Showing posts with label common. Show all posts
Showing posts with label common. Show all posts

Sunday, January 26, 2020

"everything is holy..."


"When I was in Sunday School
we would learn about the time
Moses split the sea in two,
and Jesus made the water wine.

And I remember feeling sad
that miracles don't happen still.
Now I can't keep track
cause everything's a miracle --
Everything, everything is holy now..."



Peter Mayer's "Everything is Holy Now," gives form to what is in my heart today. No matter where I look, I am seeing the sacred, the divine -- the holy.

This morning it was a pair of doves sitting -- one with its winged draped over the other's back -- on a low branch just beyond our kitchen window. It was a sacred moment.  One as deserving of reverence as the cantor's call to temple, small hands folded in prayer, or a choir singing Handel's  "Messiah."

I turned from the window and there, on the kitchen counter, was a pear. A perfectly formed pear. A pear. Just a pear. But in that moment I could see the hand of God in its timeless design. I've always loved pears -- everything about them. I love their grounded shape, the changing blush of color that rises as they ripen, the texture, their scent, a taste unlike any other. Gazing at that pear I wanted to drop to my knees in gratitude.

Walking out to the mailbox I felt the first warm rays of mid-winter sun on my skin and a cool morning breeze softly lifting the stray hairs at the nape of my neck. An unseen gift. A holy gift.
--------
Tasks to carry out —
1. Rewrite the blog post starting at "Now I can't" and ending at "-- the holy.", with "heart" replaced by "soul".
2. Continue the blog post about finding the holy in everyday things from the point where it stops.

Entries provided —
--------
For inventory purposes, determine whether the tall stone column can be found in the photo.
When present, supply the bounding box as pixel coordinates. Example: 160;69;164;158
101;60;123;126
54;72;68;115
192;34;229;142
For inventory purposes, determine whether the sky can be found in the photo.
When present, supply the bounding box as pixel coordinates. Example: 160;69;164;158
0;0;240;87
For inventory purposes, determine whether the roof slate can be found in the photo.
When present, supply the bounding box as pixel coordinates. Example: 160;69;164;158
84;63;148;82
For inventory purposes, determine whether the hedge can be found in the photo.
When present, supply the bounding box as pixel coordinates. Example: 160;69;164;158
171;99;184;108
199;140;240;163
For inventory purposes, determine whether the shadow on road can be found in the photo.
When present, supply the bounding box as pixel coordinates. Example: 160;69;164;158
--------
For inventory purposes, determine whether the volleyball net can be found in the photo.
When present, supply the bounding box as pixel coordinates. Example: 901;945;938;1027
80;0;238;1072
--------
Responses per task —
1.
Now I can't keep track
cause everything's a miracle --
Everything, everything is holy now..."



Peter Mayer's "Everything is Holy Now," gives form to what is in my soul today. No matter where I look, I am seeing the sacred, the divine -- the holy.

2.
Later, watching our frisky little pup standing nose-to-nose with a baby bunny in the yard, I bowed my head in prayer. I was witnessing a miracle. My very own window on the Isaiah prophesy -- a lamb lying down with a lion -- fulfilled, and I was blessed.  Everything -- every leaf turning towards the light, every flower arching its petals in a silent song of praise. Everything -- deeply, profoundly, knee-bucklingly holy.

Walking back into the house, I realized that the acute discomfort I'd woken with that morning, had dissolved in the light of this holiness-suffused day.

I love church. I love the sacredness of each opportunity to serve our community.  I love working in fellowship with others.  I cherish our unity of purpose in accepting Christ's mandate to care for our neighbors in need. But these opportunities for community worship don't start (or stop) at the threshold of our place of worship. They aren't contained by, or restricted to, the activities we -- as a congregation -- choose to support.

We can find them everywhere -- when a fellow member quietly offers a ride to a stranger on a stormy night. When a high school-age neighbor helps his friend repair the damages done to another homeowner's mailbox. We see it in acts of highway mindfulness replacing road-rage, and grocery store courtesy overcoming impatience. Every instance of goodness worthy of praise.  Every moment a sacrament. Everything holy.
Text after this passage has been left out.